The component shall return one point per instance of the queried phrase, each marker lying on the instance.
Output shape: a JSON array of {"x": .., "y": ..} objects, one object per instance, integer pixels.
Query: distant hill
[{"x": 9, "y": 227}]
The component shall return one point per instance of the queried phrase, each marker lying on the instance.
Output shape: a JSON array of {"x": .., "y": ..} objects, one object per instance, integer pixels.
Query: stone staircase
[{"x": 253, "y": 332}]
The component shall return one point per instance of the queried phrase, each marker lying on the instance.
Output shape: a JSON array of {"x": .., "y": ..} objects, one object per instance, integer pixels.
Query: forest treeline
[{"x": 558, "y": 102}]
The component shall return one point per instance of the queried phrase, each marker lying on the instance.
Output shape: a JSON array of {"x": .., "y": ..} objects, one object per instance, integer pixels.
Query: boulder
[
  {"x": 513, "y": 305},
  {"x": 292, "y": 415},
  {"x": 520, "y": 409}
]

☆ ☆ ☆

Output the entries verbatim.

The component shall return one point per instance of the queried phrase, each marker lying on the instance.
Output shape: a JSON array of {"x": .., "y": ..} objects, one object per instance, integer pixels.
Query: distant hill
[{"x": 9, "y": 227}]
The component shall return one point per instance of the queried phrase, each marker lying on the instance.
Output shape: a JSON array of {"x": .., "y": ..} objects, one object per instance, integer pixels.
Query: stone staircase
[{"x": 253, "y": 332}]
The component shall return one point per instance of the queried phrase, each marker lying on the instance.
Output shape: a JSON array of {"x": .., "y": ..} objects, one object per instance, integer pixels.
Query: forest treeline
[{"x": 558, "y": 102}]
The component shall return one point per instance of the queried phrase, each marker lying on the instance.
Output shape: a JSON array of {"x": .., "y": ..} objects, one object per instance, integer pixels.
Query: boulder
[
  {"x": 513, "y": 305},
  {"x": 292, "y": 415},
  {"x": 520, "y": 409}
]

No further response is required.